Given request
Which lines of the data below contain the word "field"? Copy out each of those lines in full.

# Start of Given entries

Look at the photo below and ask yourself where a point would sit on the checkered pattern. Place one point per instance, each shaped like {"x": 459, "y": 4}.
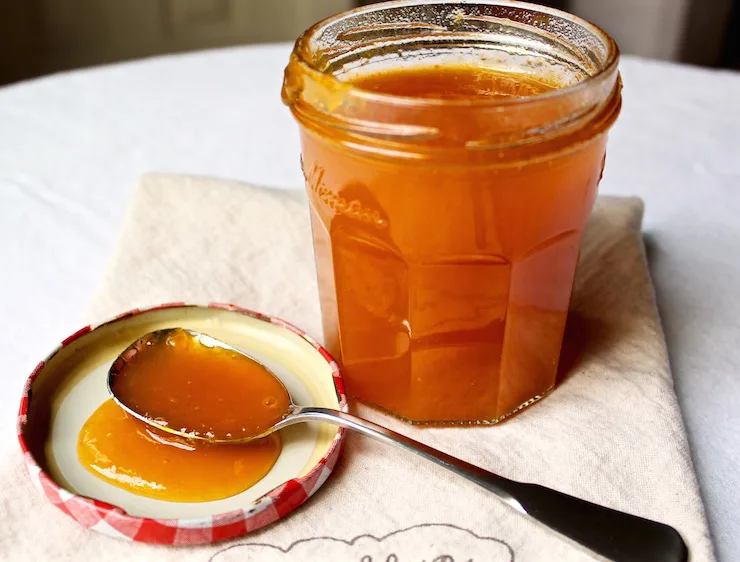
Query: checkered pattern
{"x": 113, "y": 521}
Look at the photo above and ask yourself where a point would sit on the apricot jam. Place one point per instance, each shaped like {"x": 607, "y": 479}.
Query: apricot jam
{"x": 131, "y": 455}
{"x": 452, "y": 152}
{"x": 211, "y": 392}
{"x": 208, "y": 391}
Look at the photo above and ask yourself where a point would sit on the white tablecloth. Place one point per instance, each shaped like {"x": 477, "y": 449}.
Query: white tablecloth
{"x": 72, "y": 146}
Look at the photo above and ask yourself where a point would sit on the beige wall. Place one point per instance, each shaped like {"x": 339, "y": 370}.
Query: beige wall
{"x": 39, "y": 36}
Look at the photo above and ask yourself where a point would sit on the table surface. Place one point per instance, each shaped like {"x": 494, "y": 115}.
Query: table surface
{"x": 72, "y": 146}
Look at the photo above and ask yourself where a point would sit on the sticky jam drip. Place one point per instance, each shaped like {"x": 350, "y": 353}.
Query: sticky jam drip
{"x": 207, "y": 391}
{"x": 131, "y": 455}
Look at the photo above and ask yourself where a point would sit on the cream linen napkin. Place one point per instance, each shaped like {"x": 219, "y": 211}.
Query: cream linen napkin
{"x": 610, "y": 433}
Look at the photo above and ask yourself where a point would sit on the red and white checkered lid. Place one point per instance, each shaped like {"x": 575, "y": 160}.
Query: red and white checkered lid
{"x": 113, "y": 521}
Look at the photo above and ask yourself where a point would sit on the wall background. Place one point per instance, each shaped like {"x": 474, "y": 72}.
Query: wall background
{"x": 42, "y": 36}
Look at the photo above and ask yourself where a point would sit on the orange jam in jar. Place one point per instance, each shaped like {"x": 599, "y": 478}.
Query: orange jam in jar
{"x": 452, "y": 154}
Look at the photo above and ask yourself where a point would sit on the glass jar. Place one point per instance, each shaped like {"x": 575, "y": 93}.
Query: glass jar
{"x": 447, "y": 231}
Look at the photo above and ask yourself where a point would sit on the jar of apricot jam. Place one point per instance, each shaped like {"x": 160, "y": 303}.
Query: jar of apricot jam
{"x": 452, "y": 152}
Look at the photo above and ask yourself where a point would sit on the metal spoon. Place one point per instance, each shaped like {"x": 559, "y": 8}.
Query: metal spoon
{"x": 611, "y": 533}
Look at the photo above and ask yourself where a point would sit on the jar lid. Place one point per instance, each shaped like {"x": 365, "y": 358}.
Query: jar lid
{"x": 70, "y": 384}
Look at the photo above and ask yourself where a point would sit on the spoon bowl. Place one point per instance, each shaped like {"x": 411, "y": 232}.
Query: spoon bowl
{"x": 617, "y": 535}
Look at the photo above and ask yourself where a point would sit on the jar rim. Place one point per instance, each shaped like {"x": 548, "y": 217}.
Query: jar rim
{"x": 302, "y": 52}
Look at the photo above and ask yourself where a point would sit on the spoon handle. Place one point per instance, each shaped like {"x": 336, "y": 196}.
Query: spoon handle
{"x": 611, "y": 533}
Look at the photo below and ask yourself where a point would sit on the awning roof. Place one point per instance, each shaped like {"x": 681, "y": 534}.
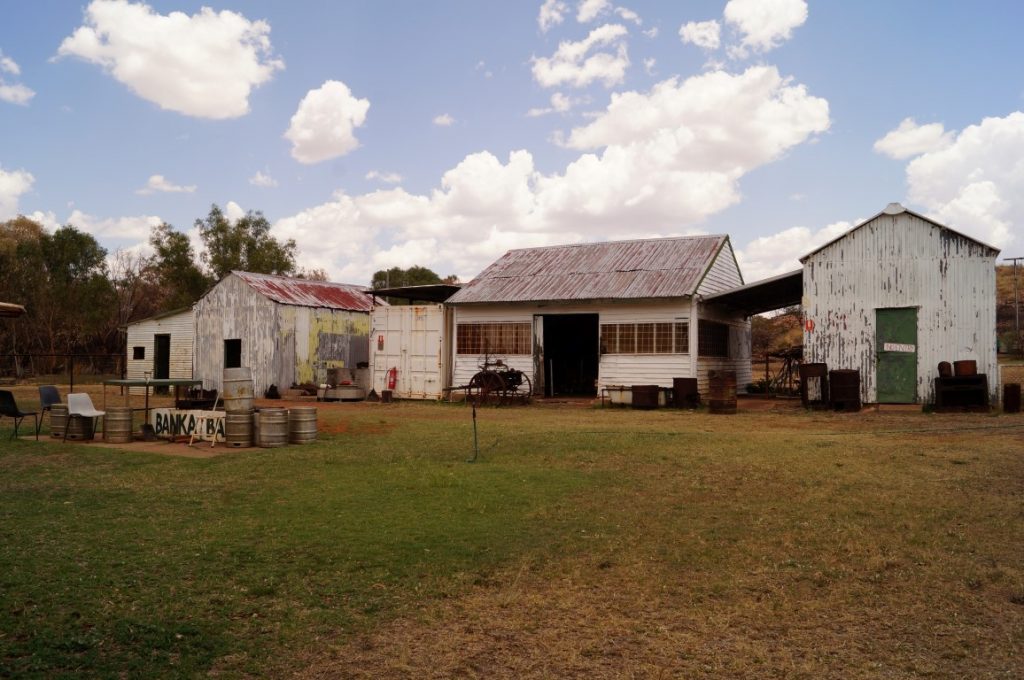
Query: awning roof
{"x": 426, "y": 293}
{"x": 10, "y": 309}
{"x": 765, "y": 295}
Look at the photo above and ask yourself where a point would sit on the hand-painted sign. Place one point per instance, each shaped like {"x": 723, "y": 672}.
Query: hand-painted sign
{"x": 206, "y": 425}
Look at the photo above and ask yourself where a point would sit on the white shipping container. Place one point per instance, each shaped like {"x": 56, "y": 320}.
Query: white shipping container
{"x": 414, "y": 340}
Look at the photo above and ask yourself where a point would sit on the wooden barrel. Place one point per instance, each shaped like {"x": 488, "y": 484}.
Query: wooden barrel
{"x": 80, "y": 429}
{"x": 685, "y": 392}
{"x": 966, "y": 367}
{"x": 722, "y": 391}
{"x": 58, "y": 420}
{"x": 645, "y": 396}
{"x": 117, "y": 425}
{"x": 844, "y": 389}
{"x": 1012, "y": 397}
{"x": 238, "y": 393}
{"x": 302, "y": 424}
{"x": 272, "y": 427}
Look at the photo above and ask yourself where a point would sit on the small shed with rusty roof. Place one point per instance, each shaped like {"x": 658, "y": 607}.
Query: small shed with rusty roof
{"x": 896, "y": 295}
{"x": 584, "y": 316}
{"x": 286, "y": 331}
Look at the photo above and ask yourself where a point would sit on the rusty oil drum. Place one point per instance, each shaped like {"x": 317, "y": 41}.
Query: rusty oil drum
{"x": 722, "y": 391}
{"x": 272, "y": 427}
{"x": 302, "y": 424}
{"x": 117, "y": 425}
{"x": 239, "y": 428}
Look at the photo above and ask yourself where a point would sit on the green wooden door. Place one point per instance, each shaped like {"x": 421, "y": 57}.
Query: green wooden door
{"x": 896, "y": 348}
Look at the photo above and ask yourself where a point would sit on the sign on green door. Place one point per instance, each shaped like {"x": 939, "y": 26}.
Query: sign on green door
{"x": 896, "y": 348}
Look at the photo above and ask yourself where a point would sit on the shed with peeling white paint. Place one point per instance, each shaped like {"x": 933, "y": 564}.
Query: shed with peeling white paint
{"x": 160, "y": 347}
{"x": 285, "y": 330}
{"x": 895, "y": 296}
{"x": 580, "y": 317}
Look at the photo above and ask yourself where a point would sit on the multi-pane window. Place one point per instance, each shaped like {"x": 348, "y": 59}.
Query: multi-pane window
{"x": 495, "y": 339}
{"x": 713, "y": 339}
{"x": 645, "y": 338}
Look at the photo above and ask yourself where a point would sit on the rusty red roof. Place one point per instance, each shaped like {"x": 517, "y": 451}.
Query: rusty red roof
{"x": 309, "y": 293}
{"x": 619, "y": 269}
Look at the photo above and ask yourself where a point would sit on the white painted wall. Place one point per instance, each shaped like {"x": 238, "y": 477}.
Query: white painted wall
{"x": 901, "y": 261}
{"x": 140, "y": 334}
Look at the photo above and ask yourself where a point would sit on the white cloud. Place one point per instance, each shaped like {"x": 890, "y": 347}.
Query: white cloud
{"x": 975, "y": 184}
{"x": 159, "y": 183}
{"x": 8, "y": 65}
{"x": 663, "y": 162}
{"x": 16, "y": 92}
{"x": 702, "y": 34}
{"x": 386, "y": 177}
{"x": 262, "y": 179}
{"x": 552, "y": 13}
{"x": 764, "y": 25}
{"x": 570, "y": 66}
{"x": 588, "y": 10}
{"x": 13, "y": 184}
{"x": 121, "y": 228}
{"x": 205, "y": 65}
{"x": 912, "y": 139}
{"x": 780, "y": 253}
{"x": 233, "y": 212}
{"x": 324, "y": 125}
{"x": 560, "y": 103}
{"x": 628, "y": 14}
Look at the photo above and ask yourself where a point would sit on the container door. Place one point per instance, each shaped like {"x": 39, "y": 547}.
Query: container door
{"x": 896, "y": 348}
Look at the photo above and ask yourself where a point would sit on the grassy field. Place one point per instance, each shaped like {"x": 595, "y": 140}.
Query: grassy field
{"x": 583, "y": 543}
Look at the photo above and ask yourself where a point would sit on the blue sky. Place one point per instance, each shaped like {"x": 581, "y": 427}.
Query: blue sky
{"x": 443, "y": 133}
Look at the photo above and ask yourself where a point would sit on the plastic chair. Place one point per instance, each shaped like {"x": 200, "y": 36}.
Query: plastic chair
{"x": 9, "y": 408}
{"x": 80, "y": 406}
{"x": 48, "y": 395}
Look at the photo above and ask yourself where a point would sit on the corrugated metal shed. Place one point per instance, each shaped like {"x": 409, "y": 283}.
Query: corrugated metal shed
{"x": 624, "y": 269}
{"x": 309, "y": 293}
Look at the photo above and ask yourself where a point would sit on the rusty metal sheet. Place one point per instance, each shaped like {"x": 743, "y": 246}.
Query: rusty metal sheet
{"x": 309, "y": 293}
{"x": 625, "y": 269}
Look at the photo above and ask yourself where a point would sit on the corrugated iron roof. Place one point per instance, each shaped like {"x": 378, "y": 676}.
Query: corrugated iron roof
{"x": 309, "y": 293}
{"x": 621, "y": 269}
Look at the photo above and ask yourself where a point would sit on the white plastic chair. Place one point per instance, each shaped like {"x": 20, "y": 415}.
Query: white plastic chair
{"x": 80, "y": 406}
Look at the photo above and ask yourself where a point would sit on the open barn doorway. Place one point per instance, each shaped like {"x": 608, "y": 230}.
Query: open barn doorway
{"x": 570, "y": 354}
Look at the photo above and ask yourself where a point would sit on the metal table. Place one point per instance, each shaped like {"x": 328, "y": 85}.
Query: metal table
{"x": 176, "y": 383}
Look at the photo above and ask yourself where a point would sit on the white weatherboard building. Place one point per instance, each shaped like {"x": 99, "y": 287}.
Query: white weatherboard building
{"x": 161, "y": 347}
{"x": 895, "y": 296}
{"x": 580, "y": 317}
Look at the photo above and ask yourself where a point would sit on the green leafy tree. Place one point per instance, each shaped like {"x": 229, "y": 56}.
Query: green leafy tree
{"x": 177, "y": 270}
{"x": 245, "y": 245}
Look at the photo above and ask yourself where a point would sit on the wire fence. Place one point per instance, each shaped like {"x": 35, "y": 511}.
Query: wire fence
{"x": 60, "y": 369}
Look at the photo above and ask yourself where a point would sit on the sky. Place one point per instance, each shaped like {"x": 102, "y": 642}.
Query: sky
{"x": 443, "y": 133}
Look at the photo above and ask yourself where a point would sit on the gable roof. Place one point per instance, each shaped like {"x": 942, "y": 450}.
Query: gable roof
{"x": 896, "y": 209}
{"x": 306, "y": 293}
{"x": 619, "y": 269}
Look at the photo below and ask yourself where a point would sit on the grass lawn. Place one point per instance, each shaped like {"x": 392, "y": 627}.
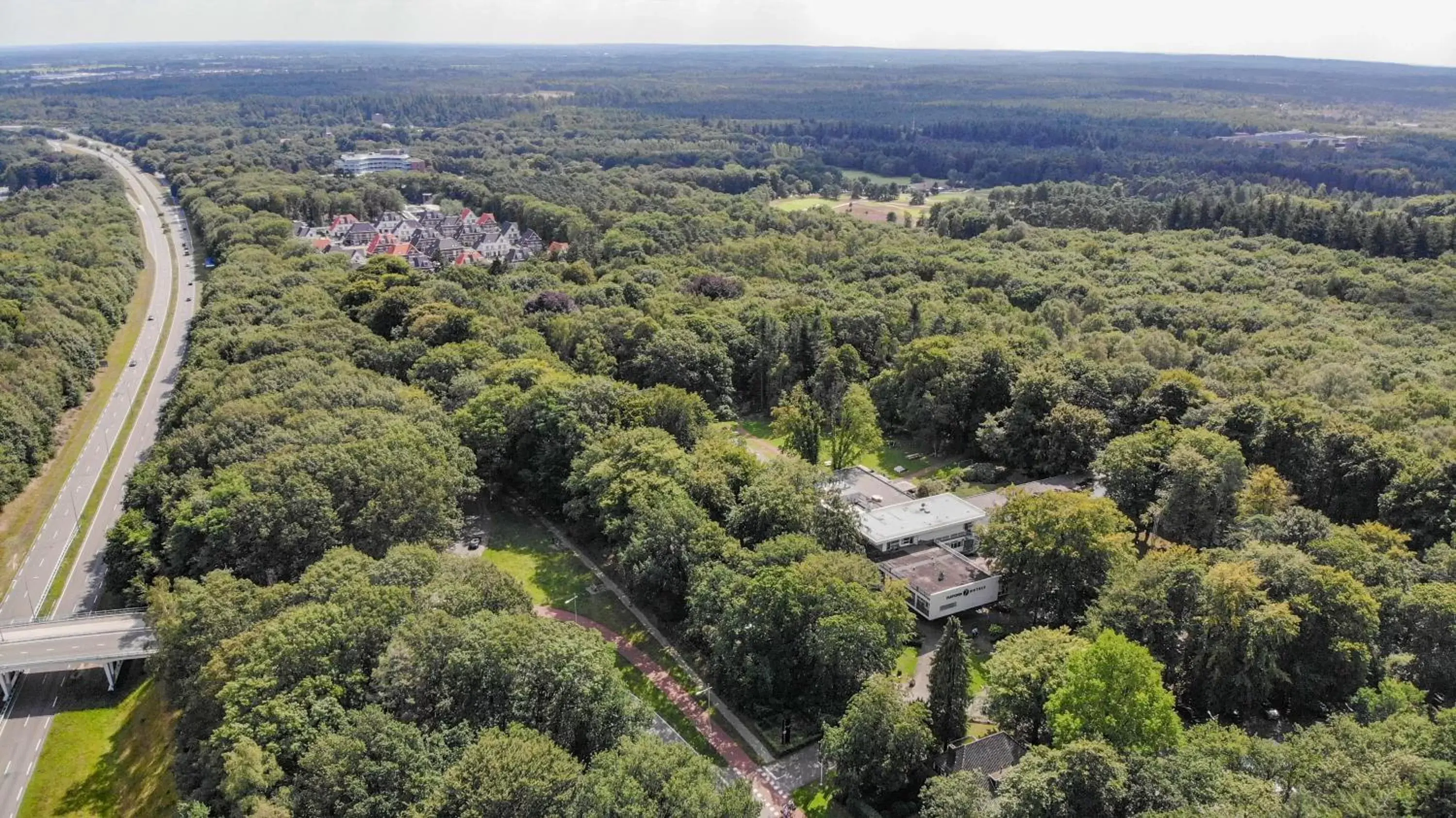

# End of Given entries

Task solution
Look at the photo above and ask yourself where a point would sit on the grassy field. Place one point per instance, each shaped like {"x": 595, "y": 140}.
Query: grassy field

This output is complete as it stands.